WORK TO BE COMPLETED — Nothing in the records may be left out or altered; reproduce them all exactly.

Coordinate annotation records:

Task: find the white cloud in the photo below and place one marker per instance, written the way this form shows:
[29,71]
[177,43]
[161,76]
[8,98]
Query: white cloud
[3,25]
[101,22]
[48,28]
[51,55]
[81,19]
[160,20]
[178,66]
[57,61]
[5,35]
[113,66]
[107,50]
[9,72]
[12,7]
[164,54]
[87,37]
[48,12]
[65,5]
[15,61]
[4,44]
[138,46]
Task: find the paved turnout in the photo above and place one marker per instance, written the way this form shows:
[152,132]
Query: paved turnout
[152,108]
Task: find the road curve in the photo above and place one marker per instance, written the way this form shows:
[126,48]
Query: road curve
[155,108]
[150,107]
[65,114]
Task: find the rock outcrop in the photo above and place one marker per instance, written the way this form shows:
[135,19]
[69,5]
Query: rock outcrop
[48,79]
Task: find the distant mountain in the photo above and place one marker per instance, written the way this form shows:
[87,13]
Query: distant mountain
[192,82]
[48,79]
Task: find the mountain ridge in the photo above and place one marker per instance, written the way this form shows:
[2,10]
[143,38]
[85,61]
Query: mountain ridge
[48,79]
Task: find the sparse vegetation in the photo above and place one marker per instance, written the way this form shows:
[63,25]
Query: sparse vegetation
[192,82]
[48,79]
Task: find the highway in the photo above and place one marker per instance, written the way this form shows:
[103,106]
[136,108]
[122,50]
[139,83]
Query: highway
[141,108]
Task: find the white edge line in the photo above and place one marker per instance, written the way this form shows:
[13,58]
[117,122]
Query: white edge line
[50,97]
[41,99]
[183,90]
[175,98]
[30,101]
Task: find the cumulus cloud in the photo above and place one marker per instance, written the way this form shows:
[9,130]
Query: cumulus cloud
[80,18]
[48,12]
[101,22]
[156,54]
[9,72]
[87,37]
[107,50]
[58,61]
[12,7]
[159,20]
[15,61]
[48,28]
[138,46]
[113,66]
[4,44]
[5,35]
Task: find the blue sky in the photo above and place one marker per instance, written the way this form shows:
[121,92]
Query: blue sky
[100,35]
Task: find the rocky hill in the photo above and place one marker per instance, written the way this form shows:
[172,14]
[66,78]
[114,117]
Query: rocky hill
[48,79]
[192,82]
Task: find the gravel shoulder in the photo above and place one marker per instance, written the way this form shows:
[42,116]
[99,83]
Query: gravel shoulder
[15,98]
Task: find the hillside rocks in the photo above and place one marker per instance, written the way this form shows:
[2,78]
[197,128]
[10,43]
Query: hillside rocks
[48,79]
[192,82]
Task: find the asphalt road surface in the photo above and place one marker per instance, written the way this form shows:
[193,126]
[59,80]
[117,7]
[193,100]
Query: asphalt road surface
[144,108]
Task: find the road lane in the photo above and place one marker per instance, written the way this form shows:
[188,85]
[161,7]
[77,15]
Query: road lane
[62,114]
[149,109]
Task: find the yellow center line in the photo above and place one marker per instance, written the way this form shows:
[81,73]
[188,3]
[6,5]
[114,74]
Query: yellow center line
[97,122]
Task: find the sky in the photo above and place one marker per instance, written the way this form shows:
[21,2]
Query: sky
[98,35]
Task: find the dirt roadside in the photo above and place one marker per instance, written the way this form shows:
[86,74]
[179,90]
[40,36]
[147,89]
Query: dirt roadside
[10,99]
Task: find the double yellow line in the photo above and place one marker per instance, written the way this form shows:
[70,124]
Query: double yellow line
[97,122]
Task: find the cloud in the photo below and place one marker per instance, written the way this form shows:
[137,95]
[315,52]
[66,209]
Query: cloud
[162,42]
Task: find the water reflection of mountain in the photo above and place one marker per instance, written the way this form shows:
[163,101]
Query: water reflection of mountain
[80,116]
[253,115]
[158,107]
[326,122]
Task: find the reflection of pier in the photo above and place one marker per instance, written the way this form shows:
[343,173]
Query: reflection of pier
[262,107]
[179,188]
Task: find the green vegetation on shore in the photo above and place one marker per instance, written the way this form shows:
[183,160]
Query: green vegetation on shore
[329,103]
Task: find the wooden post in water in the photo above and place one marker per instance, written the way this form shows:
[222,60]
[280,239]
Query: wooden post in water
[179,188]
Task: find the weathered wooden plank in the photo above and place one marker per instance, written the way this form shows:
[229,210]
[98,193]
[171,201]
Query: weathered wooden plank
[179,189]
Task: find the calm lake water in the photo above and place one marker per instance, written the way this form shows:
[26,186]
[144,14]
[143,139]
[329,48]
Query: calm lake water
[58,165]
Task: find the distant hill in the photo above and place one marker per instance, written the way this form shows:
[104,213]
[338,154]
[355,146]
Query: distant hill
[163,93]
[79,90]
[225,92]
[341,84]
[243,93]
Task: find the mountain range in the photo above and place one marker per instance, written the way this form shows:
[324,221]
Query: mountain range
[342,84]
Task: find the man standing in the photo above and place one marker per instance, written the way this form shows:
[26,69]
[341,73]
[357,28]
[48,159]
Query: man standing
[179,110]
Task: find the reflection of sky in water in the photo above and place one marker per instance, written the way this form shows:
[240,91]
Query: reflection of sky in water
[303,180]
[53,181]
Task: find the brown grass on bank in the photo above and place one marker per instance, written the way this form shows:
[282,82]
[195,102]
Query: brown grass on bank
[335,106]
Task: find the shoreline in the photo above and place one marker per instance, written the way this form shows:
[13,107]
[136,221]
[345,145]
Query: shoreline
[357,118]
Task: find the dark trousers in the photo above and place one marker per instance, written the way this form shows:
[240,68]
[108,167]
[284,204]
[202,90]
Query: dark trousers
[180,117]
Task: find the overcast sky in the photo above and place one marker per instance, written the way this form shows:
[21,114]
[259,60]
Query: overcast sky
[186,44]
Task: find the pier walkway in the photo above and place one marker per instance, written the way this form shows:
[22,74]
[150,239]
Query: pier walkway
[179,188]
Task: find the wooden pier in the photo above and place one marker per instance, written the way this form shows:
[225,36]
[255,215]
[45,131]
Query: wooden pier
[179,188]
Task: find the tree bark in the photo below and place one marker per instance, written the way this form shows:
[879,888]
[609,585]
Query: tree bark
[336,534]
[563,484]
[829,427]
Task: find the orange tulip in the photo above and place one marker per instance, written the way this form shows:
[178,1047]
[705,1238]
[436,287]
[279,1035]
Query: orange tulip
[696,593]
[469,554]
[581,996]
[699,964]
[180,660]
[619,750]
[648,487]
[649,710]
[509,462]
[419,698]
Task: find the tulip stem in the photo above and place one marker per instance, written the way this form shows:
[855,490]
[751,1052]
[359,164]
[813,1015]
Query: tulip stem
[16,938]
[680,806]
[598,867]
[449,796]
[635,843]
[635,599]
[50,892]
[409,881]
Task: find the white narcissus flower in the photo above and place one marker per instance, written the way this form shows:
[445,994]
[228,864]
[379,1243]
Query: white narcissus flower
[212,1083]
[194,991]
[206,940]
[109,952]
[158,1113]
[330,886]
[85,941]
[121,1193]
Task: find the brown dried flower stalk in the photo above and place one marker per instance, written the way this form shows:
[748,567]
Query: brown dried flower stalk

PROBLEM SOLUTION —
Task: find the white cloud in the photo below and place one marker per instance, written the way this form shows:
[29,71]
[177,43]
[161,76]
[8,98]
Query: white cloud
[3,25]
[101,22]
[48,28]
[51,55]
[81,19]
[160,20]
[178,66]
[57,61]
[5,35]
[113,66]
[107,50]
[9,72]
[12,7]
[164,54]
[87,37]
[48,12]
[65,5]
[15,61]
[4,44]
[138,46]
Task: find the paved turnout in the photo above and place one marker per instance, written the way this form shows:
[152,132]
Query: paved turnout
[152,108]
Task: find the road curve in the photo above and place one marker per instance, written the way this form shows:
[126,48]
Query: road curve
[155,108]
[150,107]
[65,114]
Task: find the rock outcrop in the photo above and place one marker per instance, written the way this form shows:
[135,19]
[69,5]
Query: rock outcrop
[48,79]
Task: find the distant mountain in the photo above and place one marker per instance, written the way this form shows:
[87,13]
Query: distant mountain
[192,82]
[48,79]
Task: find the mountain ridge in the photo above and place one marker per instance, written the way this form shows:
[2,10]
[143,38]
[85,61]
Query: mountain ridge
[48,79]
Task: find the sparse vegetation in the photo above and place one marker per instance, written the way this form shows:
[63,25]
Query: sparse vegetation
[192,82]
[48,79]
Task: find the highway in the photo above and place one marker per instance, written the way this form shows:
[103,106]
[136,108]
[122,50]
[139,83]
Query: highway
[141,108]
Task: find the white edge line in the photo above and place one marker per instance, written the way this form shows:
[13,58]
[117,122]
Query: white edge line
[50,97]
[41,99]
[183,90]
[175,98]
[30,101]
Task: find the cumulus cloud in the photo above and place one marker per instance, written the way this form shows:
[9,130]
Query: cumulus cloud
[80,18]
[48,12]
[101,22]
[156,54]
[9,72]
[87,37]
[107,50]
[58,61]
[12,7]
[159,20]
[15,61]
[48,28]
[138,46]
[113,66]
[4,44]
[5,35]
Task: find the blue sky in the photo above and place one marker per instance, written the way this form shows:
[121,92]
Query: blue sky
[100,35]
Task: find the rocky hill in the photo above and place one marker per instance, written the way this form shows:
[172,14]
[66,78]
[114,117]
Query: rocky hill
[48,79]
[192,82]
Task: find the gravel shoulder in the photo above and place one marker per instance, written the way this form shows:
[42,116]
[99,83]
Query: gravel shoulder
[15,98]
Task: find the hillside rocks in the photo above and place one marker per instance, written the way this form shows:
[2,78]
[197,128]
[10,43]
Query: hillside rocks
[48,79]
[192,82]
Task: find the asphalt road surface in the photo above and place one marker per instance, written the way this form shows:
[193,126]
[59,80]
[117,7]
[193,100]
Query: asphalt road surface
[144,108]
Task: find the road lane in the photo above and place one marker per instance, written the way this form shows:
[188,85]
[161,7]
[77,15]
Query: road lane
[62,114]
[149,109]
Task: find the yellow center line in the photo above and place one marker per instance, written the way this form shows:
[81,73]
[188,3]
[6,5]
[114,74]
Query: yellow center line
[97,122]
Task: find the sky in the photo above and place one marker per instance, written the way this form shows:
[21,2]
Query: sky
[98,35]
Task: find the dirt roadside in the photo above and place one marker per instance, written the way this form shows:
[86,74]
[179,90]
[40,36]
[147,89]
Query: dirt roadside
[10,99]
Task: find the double yellow line in the photo above and place one marker per instance, written the way this form shows:
[70,124]
Query: double yellow line
[97,122]
Task: find the cloud in the photo below and place one marker per instance, written the way this form shows:
[137,95]
[315,52]
[66,209]
Query: cloud
[162,42]
Task: find the water reflection of mountain in the photo above and place one marker per instance, written the way this form shows:
[163,101]
Query: water reflection of mountain
[80,116]
[253,115]
[158,107]
[326,122]
Task: find the reflection of pier in the photo above and place one marker per instance, written the way this form shows:
[343,173]
Query: reflection of pier
[262,107]
[179,188]
Task: find the green vegetation on shore in the photo above and place one marker per instance, written the way this form shows:
[183,160]
Query: green vegetation on shore
[329,103]
Task: find the wooden post in water in the photo above and place one marker per instance, written the way this form shows:
[222,60]
[280,239]
Query: wooden post in water
[179,188]
Task: find the weathered wooden plank in the photo above and place one marker per instance, written the way this form shows:
[229,210]
[98,193]
[171,201]
Query: weathered wooden plank
[179,189]
Task: find the calm lake water in the photo above and place one marker per instance, written the way this form shows:
[26,186]
[144,14]
[143,139]
[329,48]
Query: calm lake water
[58,165]
Task: find the distant hill in the photo above and place one marker per instance, written the way this form shows:
[104,213]
[338,154]
[355,146]
Query: distant hill
[163,93]
[79,90]
[225,92]
[341,84]
[243,93]
Task: find the mountain range in the photo above and place one marker per instance, written the way this form shows:
[324,221]
Query: mountain range
[342,84]
Task: find the man standing in the photo above and place one marker per instance, written the way this form shows:
[26,69]
[341,73]
[357,28]
[48,159]
Query: man standing
[179,110]
Task: find the reflection of sky in water in the photo above and place one marker per instance, written the way this form shows:
[240,91]
Query: reflection of sky in water
[303,180]
[53,181]
Task: find the brown grass on bank in the photo above and place one marker per instance, written the way this form shows:
[282,82]
[195,102]
Query: brown grass on bank
[335,106]
Task: find the shoreline in the photo above and place one marker per instance, written the way this form shows:
[13,107]
[136,221]
[345,145]
Query: shoreline
[357,118]
Task: find the dark trousers in the photo above and place one marker per instance, written the way this form shows:
[240,68]
[108,167]
[284,204]
[202,90]
Query: dark trousers
[180,117]
Task: find the overcast sky in the photo above and place one marker per instance, written the way this form shows:
[21,114]
[259,60]
Query: overcast sky
[186,44]
Task: find the pier walkway in the photo above and place one marker per instance, written the way this form shows:
[22,74]
[150,239]
Query: pier walkway
[179,188]
Task: find the wooden pier in the photo above and place one marker per instance, written the way this form shows:
[225,36]
[255,215]
[45,131]
Query: wooden pier
[179,188]
Task: find the tree bark in the photo below and place one marker per instance, written the way this form shows:
[879,888]
[609,585]
Query: tree bark
[336,534]
[563,484]
[829,427]
Task: find the orange tulip in the photo above and place one marker per instance, written the way this form shows:
[178,1047]
[705,1238]
[436,287]
[279,1035]
Query: orange tulip
[696,593]
[469,554]
[581,996]
[699,964]
[180,660]
[619,750]
[648,487]
[649,710]
[509,462]
[419,698]
Task: find the tulip stem in the photo above and place one marker per instance, written the way this form shows:
[855,490]
[751,1052]
[359,164]
[813,1015]
Query: tulip stem
[16,938]
[680,806]
[598,867]
[449,796]
[635,843]
[635,599]
[50,892]
[409,881]
Task: find the white narcissus flower in the photo above and place one marker per instance, written the way this form shows:
[445,994]
[228,864]
[379,1243]
Query: white narcissus flower
[212,1083]
[194,991]
[206,940]
[109,952]
[158,1113]
[330,886]
[85,941]
[121,1193]
Task: find the brown dried flower stalk in the photo above and place one marker per instance, written the way this form shows:
[748,567]
Query: brown dried flower stalk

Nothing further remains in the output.